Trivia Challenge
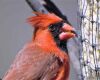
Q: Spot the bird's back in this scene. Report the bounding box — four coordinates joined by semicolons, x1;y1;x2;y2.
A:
3;42;69;80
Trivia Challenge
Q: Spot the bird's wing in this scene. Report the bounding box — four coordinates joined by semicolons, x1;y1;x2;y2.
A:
3;43;67;80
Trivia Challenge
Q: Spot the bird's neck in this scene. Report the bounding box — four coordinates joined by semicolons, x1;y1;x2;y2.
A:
33;29;68;53
33;29;68;61
33;29;58;51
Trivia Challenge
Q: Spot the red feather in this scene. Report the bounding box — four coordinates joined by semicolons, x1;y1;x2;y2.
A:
2;13;76;80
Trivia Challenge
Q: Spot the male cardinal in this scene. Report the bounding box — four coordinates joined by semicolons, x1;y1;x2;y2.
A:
3;13;76;80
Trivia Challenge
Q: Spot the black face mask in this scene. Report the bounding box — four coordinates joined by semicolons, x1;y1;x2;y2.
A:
48;21;68;53
49;21;64;36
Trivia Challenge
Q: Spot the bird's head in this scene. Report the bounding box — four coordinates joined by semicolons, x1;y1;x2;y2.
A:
28;13;77;41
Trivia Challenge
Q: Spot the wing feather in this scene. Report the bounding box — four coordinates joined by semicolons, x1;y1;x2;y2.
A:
3;43;62;80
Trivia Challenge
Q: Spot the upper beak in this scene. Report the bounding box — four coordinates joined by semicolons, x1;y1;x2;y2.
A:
59;23;78;40
62;23;77;37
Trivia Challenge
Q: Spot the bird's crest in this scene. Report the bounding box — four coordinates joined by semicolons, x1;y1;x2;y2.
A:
27;12;62;28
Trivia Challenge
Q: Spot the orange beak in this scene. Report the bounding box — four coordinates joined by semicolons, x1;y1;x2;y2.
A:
59;23;77;40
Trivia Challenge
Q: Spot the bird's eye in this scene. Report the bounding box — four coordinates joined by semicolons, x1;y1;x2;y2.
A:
48;21;65;32
49;24;56;31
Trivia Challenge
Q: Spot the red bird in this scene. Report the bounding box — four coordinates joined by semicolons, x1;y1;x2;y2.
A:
3;13;76;80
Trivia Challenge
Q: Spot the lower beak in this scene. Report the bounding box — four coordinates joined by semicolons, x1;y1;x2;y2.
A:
62;23;77;37
59;24;77;40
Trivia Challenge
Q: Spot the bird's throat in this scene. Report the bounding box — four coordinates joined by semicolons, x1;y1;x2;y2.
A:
34;30;68;53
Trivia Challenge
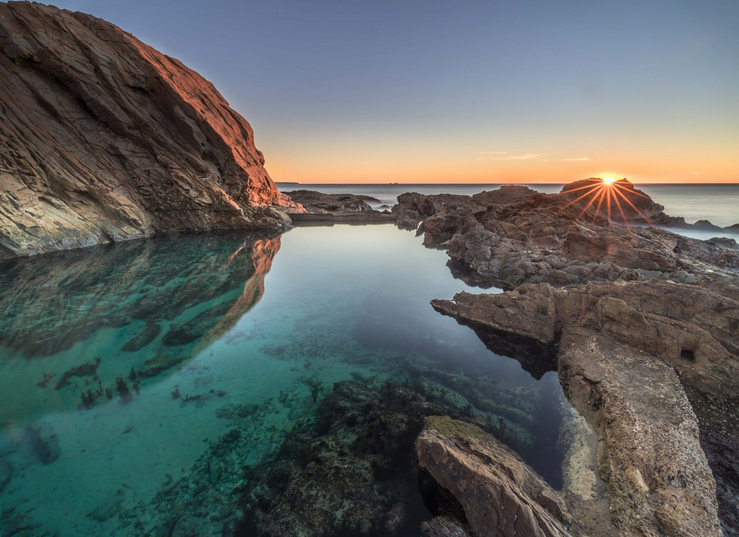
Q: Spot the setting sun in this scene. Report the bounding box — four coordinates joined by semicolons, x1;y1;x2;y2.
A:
602;177;616;184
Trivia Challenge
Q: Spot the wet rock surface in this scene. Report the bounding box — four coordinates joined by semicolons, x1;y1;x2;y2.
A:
0;2;298;260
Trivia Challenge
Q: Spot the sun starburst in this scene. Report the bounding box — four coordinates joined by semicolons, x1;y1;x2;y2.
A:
556;177;651;227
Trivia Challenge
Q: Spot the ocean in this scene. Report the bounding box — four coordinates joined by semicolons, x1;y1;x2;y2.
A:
277;183;739;230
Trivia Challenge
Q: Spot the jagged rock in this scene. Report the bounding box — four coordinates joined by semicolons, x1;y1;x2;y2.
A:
417;416;570;537
709;237;739;249
560;178;665;223
285;190;375;214
0;2;299;259
396;180;739;289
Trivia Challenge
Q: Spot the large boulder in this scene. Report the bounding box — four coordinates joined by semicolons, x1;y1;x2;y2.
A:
417;416;570;537
0;2;298;259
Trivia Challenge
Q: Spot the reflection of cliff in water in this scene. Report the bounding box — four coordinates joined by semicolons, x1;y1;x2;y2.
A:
0;233;281;421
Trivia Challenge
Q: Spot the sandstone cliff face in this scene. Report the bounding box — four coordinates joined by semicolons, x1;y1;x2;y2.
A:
0;1;297;259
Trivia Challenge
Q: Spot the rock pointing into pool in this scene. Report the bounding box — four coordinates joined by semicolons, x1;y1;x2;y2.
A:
0;2;299;260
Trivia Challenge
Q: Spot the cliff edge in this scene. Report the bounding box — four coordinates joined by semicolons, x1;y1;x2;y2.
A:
0;1;297;259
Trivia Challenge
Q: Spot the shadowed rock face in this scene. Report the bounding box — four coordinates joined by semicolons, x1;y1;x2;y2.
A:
0;2;298;259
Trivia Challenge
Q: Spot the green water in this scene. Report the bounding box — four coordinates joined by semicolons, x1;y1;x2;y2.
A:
0;225;567;536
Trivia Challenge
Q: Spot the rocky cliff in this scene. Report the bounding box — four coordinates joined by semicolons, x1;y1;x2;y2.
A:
0;1;297;259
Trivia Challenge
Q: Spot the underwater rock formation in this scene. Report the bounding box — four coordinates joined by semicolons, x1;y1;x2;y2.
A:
0;233;281;422
0;2;298;259
237;381;449;536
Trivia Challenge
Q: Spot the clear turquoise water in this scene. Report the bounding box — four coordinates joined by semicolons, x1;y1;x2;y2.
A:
0;225;568;536
278;183;739;229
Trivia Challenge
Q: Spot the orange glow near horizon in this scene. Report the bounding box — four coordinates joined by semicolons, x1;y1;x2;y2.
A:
263;149;739;185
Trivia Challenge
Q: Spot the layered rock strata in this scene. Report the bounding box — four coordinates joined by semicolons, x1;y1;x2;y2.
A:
0;1;298;259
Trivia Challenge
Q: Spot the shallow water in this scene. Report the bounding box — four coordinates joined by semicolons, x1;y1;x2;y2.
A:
0;225;568;536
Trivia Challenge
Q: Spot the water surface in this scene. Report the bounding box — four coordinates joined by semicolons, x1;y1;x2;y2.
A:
0;225;567;536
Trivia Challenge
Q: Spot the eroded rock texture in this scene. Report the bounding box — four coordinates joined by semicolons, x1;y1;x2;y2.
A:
0;1;297;259
417;416;570;537
432;281;736;536
394;182;739;290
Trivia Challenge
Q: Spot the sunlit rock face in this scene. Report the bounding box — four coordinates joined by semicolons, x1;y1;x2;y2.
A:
0;2;298;259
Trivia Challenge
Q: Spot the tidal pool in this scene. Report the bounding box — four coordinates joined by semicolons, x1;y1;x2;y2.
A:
0;225;568;536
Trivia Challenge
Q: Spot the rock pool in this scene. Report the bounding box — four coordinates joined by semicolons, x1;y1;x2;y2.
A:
0;225;570;536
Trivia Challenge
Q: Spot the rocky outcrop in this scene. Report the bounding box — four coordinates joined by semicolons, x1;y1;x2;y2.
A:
395;180;739;290
286;190;394;224
0;2;298;259
432;279;737;536
417;416;570;537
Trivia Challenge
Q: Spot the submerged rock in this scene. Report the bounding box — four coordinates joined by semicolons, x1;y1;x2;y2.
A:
238;381;448;536
0;459;11;493
25;426;61;465
0;2;298;260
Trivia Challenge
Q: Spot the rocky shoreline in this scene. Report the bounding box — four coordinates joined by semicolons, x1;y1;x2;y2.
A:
395;180;738;536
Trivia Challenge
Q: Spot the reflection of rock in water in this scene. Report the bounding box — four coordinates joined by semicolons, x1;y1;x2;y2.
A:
0;232;281;412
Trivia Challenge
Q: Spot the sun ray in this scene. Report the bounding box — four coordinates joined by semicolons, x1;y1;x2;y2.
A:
556;182;606;195
555;184;603;214
613;182;652;200
615;189;653;224
575;185;605;221
591;187;608;223
610;188;631;226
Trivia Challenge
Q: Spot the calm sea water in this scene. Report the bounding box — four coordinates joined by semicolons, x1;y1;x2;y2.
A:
278;183;739;229
0;226;568;536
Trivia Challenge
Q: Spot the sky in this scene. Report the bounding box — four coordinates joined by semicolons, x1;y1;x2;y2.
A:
47;0;739;183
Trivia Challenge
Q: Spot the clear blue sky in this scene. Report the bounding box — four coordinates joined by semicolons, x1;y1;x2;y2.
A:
43;0;739;182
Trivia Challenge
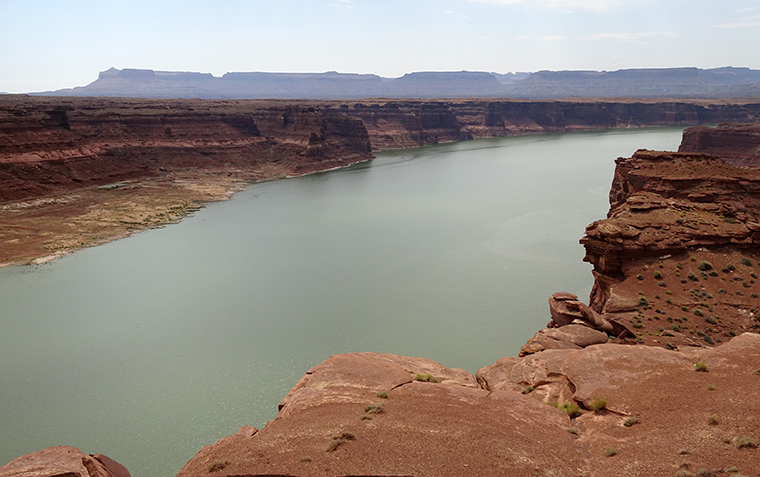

To do ▸
Lines of the listing above that contain the word "reflection" should all be returned.

Answer space ▸
Q: Spot the reflection of cliff in water in this scene. Report the bounding box — four coordinates joined by semicolons, x1;y1;x2;y2.
Q: Spot the reflection of rock in water in this scene. Report the bounding box — four coordinates joined by semicolons, x1;y1;x2;y2.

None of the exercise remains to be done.